▶ _The task_
What you return should be every record, retyped without a single change.

▶ _Given data_
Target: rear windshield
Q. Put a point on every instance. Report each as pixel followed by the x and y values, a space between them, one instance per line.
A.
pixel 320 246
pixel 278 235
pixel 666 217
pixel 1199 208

▶ _Answer section_
Target: rear windshield
Q. Put a point on every instance. Report each as pixel followed by the x and y values, a space between them, one instance per line.
A.
pixel 320 246
pixel 278 235
pixel 666 217
pixel 1199 208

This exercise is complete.